To do: Extract every entry word for word. Skip the pictures.

──────── Given information ────────

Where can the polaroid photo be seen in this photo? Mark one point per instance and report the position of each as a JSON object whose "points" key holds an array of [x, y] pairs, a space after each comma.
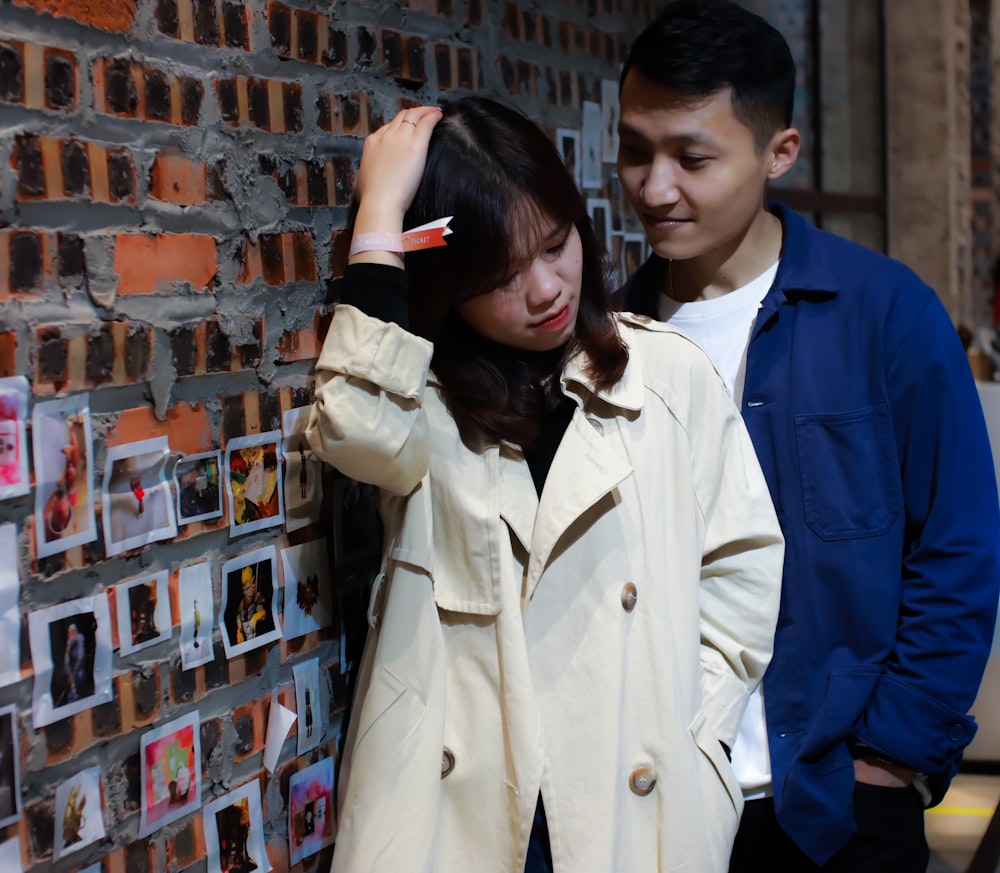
{"points": [[143, 607], [357, 526], [307, 704], [311, 822], [235, 823], [71, 650], [308, 590], [249, 610], [64, 463], [199, 487], [615, 254], [632, 253], [138, 505], [568, 144], [79, 813], [609, 121], [253, 478], [591, 145], [10, 612], [194, 590], [10, 767], [10, 857], [303, 472], [14, 393], [170, 758], [599, 210]]}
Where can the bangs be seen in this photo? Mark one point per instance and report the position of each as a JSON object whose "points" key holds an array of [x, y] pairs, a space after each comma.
{"points": [[505, 186]]}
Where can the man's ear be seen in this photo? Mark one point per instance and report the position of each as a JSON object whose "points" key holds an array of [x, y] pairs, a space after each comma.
{"points": [[783, 150]]}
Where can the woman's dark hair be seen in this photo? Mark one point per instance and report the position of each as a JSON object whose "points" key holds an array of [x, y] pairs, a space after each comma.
{"points": [[699, 47], [496, 173]]}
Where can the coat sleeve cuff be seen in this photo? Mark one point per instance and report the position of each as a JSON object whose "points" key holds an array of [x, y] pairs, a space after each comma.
{"points": [[382, 353], [906, 725]]}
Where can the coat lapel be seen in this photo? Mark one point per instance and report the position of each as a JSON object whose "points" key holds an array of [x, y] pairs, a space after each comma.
{"points": [[518, 499], [589, 464]]}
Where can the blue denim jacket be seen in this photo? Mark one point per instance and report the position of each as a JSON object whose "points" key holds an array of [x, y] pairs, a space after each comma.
{"points": [[862, 407]]}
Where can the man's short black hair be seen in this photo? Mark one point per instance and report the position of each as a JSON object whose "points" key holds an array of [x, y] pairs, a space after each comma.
{"points": [[700, 47]]}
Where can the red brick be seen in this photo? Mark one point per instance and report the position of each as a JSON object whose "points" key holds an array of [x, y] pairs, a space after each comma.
{"points": [[146, 264], [8, 354], [177, 179], [187, 426], [116, 17]]}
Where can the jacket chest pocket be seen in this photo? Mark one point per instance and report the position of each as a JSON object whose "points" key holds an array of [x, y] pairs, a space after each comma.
{"points": [[849, 472]]}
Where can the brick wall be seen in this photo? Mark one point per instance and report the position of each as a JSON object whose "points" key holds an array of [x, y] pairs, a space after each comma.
{"points": [[174, 177]]}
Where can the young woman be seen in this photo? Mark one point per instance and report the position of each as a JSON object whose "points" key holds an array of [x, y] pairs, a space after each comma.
{"points": [[582, 563]]}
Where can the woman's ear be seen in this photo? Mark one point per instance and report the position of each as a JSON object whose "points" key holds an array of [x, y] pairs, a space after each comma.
{"points": [[783, 150]]}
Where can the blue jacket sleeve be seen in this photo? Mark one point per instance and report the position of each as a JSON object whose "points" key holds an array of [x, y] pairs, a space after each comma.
{"points": [[950, 581]]}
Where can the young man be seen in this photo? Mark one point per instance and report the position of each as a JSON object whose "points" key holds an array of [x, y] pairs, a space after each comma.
{"points": [[861, 406]]}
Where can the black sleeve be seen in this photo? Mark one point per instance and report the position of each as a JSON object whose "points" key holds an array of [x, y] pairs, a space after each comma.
{"points": [[378, 290]]}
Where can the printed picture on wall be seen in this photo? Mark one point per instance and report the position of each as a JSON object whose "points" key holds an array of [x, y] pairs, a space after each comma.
{"points": [[307, 704], [199, 487], [194, 590], [71, 649], [10, 612], [609, 121], [64, 464], [303, 472], [170, 758], [308, 591], [79, 813], [10, 767], [249, 601], [138, 506], [357, 528], [143, 607], [10, 857], [311, 823], [234, 832], [599, 209], [14, 392], [568, 143], [591, 145], [254, 488]]}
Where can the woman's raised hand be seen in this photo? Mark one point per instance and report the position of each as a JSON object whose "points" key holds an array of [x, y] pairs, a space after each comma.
{"points": [[392, 163]]}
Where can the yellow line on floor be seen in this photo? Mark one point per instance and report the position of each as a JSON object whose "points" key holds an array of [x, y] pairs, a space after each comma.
{"points": [[961, 810]]}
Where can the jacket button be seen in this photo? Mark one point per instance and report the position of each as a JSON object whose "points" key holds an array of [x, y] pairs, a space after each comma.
{"points": [[629, 596], [642, 781], [447, 762]]}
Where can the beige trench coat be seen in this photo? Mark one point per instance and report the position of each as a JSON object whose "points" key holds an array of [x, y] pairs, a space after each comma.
{"points": [[595, 645]]}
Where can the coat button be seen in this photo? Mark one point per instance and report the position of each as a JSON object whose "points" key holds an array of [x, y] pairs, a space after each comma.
{"points": [[642, 781], [447, 762], [629, 596]]}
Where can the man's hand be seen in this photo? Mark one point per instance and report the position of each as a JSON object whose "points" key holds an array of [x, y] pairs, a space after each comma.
{"points": [[877, 771]]}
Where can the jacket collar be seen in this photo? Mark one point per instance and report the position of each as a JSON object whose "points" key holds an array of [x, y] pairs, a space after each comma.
{"points": [[626, 393], [804, 271]]}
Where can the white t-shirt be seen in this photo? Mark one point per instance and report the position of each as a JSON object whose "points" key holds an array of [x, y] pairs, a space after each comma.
{"points": [[722, 327]]}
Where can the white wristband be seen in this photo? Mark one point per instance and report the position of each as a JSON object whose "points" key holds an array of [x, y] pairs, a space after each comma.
{"points": [[427, 236]]}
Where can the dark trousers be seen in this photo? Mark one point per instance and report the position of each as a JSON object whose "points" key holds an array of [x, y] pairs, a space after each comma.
{"points": [[890, 837]]}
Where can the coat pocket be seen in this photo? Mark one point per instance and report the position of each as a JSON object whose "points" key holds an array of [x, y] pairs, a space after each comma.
{"points": [[716, 766], [849, 472]]}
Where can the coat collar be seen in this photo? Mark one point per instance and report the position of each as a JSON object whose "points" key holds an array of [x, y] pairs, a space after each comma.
{"points": [[627, 393]]}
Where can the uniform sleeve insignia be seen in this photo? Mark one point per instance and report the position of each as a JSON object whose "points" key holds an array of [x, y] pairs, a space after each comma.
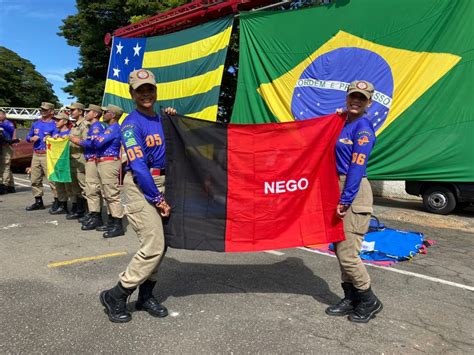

────────

Task answer:
Where can the polaroid photo be seen in this photo? Mark one point per instance and report the position of each as a JSON object whose "points" key holds an array of [x, y] pairs, a space after each comma.
{"points": [[143, 607], [357, 526], [307, 704], [311, 822], [235, 823], [71, 650], [308, 590], [249, 610], [64, 463], [199, 487], [615, 254], [632, 253], [138, 505], [568, 144], [79, 813], [609, 121], [253, 478], [591, 145], [10, 612], [194, 590], [10, 767], [10, 857], [303, 472], [14, 393], [170, 758], [599, 210]]}
Where can the bangs be seen in this photo? Mark one point per instance and report the position of each as a JSON object whose "points" key holds an array of [x, y] pairs, a space after each comma.
{"points": [[505, 186]]}
Where can the man's ear be seen in this photo? Mark one point per instance and report the position of each as a JSON object whose "points" key holds an array of [x, y] pairs, a space after each comma.
{"points": [[783, 150]]}
Where can the woman's dark hair be seen in this photo? Mark one point per instance and report the position of each as a JSON object whose "points" key holds an array of [x, y] pairs, a space after each comma.
{"points": [[699, 47], [496, 173]]}
Where can the coat sleeve cuff be seen in this photo? Mark one point per instance and report the position of each as a JSON object whose "points" key holds an array of [x, y] pairs, a space after each comma.
{"points": [[382, 353], [906, 725]]}
Where can the coat lapel be seen in this photo? Mark one point per instance and report the position of each as a JSON object whose "points" key holds an array of [x, y] pairs, a space after each comma.
{"points": [[518, 499], [589, 464]]}
Where can the blue denim jacket be seen in this photo? Mark one point per instance and report the position of each as a JSON object whose "points" key holds an array of [x, y] pairs, a space after each comma.
{"points": [[862, 407]]}
Where can the man's short black hair be seen in this photo? Mark one point per instance and report the position of each as a JSON object whose "points" key holds an array of [x, y] pairs, a space after each comma.
{"points": [[700, 47]]}
Where can the red brick be seen in this photo? Mark one point per instance and report the position of each as a JSON object whose "points" key holds an array of [x, y] pairs, a space after each comma.
{"points": [[146, 264], [8, 354], [177, 179], [187, 426], [116, 17]]}
Where can the jacket chest pocket be seen in this photo? Mark one point per instance and report the position of each as a JSON object whose "points" key holds an array of [x, y] pairs, a space after each comma.
{"points": [[849, 472]]}
Where can the brick wall be seen in this photo? Mark one point per instance and report the position of each as a JSON object whose "points" key holds an array of [x, y] pairs, a space after each comma.
{"points": [[174, 177]]}
Where can the young woman be seen in this photo? Mark one point per instance and report the position of each as a JSON object whose "points" key holds an array of [x, y] pairs, a space after each comma.
{"points": [[582, 563]]}
Where can the woman's ear be seen in this photo? Mark one point per instance and report the position of each as a JSON object whose "points" key holds an array of [x, y] pairs, a space after each comma.
{"points": [[783, 150]]}
Where can the blue jacket sleeve be seen in this photo? Mark one point per instance and report the position of each as a JSON object whose "points" key holds an array of [x, y] pairs, a space after each comma.
{"points": [[950, 581]]}
Where can the young man be seen in this photo? Mark one point per instance and report the position of each as a JSON object whose "points" key holds an array of [x, y] pairs, a space after each comma.
{"points": [[861, 406]]}
Where can the black sleeve be seen in this photo? Mark one point per instance and report the position of each as a JSON object whose "points" key holds an array of [x, y] pairs, a space after each comma.
{"points": [[378, 290]]}
Where can the printed picture on wall be seen in this photo? Mark one point per instance and report the position of each as a JSON object whose "points" key holds an array of [x, y] pairs, a space after each comma.
{"points": [[307, 704], [199, 487], [194, 590], [71, 649], [10, 612], [609, 121], [64, 464], [303, 472], [170, 758], [308, 591], [79, 813], [10, 767], [249, 601], [138, 506], [357, 528], [143, 607], [10, 857], [311, 823], [234, 832], [599, 209], [14, 392], [568, 143], [591, 145], [254, 488]]}
Where can the woman's raised hand be seen in this photo? Mark one point per instance and report the position of each as a JSON object whose "points" key holds an array of [x, y] pairs, a space after each comma.
{"points": [[392, 163]]}
Where can the yellow line on floor be seen in this photo? Mark one point per instance and report the position of each as a JSON object whose "points" key holds an array of [x, y] pairs, a space after each comma.
{"points": [[961, 810]]}
Where can the jacket button be seen in this photo? Mark one point per instance and report the position of each as a JSON object whose "points" key holds an array of [x, y] pairs, a space after each comma.
{"points": [[629, 596], [642, 781], [447, 762]]}
Where can the beige trench coat be seen in this photo? Mark one point per instance and report the position of each as a JSON object whose "points" key holds an array of [x, y] pairs, a space after each comma.
{"points": [[595, 645]]}
Where can the coat button be seen in this photo? Mark one point per instance and report the position of each as a JSON object whose "points" key holds an array of [x, y] pairs, a space after each comma.
{"points": [[642, 781], [447, 762], [629, 596]]}
Where can the man's hand be seen in this photo? Mark one point per instance and report the position of each as a JSON object whose "points" key holds an array of [x, y] pairs, a space after each comma.
{"points": [[877, 771]]}
Where can the jacket collar be seen in this photo? Mark one point per instance and report the position of each as a JSON object whose "points" key holds an array of [x, y] pairs, a space after each comma.
{"points": [[626, 393], [804, 271]]}
Where can the white t-shirt be seen in this photo? Mark one point per instance and report the position of each as a JSON object whose "points" key holds an array of [x, y] pairs, a space after each comma.
{"points": [[722, 327]]}
Where can the white wristband be seen in this photo? Mark one point per instance and report the position of each as a JSON object whose "points" key holds an array of [x, y] pairs, a space after each comma.
{"points": [[427, 236]]}
Where can the dark trousers be seen in this photo? Mark one point per instance and report the position of each as a JSON object whose "points" key holds an array of [x, y] pairs, a space after each comma.
{"points": [[890, 837]]}
Where can the coat pocket be seen in this photo? Mark one point per instance and report the position of each as a JSON object whose "points" key holds an array of [x, y] pairs, a space after each comma.
{"points": [[716, 766], [849, 472]]}
Where can the coat collar be seen in this photo? Mark one point per instance and report the position of each as a JSON object whose "points" key holds an array of [x, y] pairs, a space after each comma.
{"points": [[627, 393]]}
Where can the uniform sleeve insignia be seen in this photo? Mark one point per instance and report the position of each as a JSON object whose "points" key holds an array of [x, y] pairs, a space after each comma.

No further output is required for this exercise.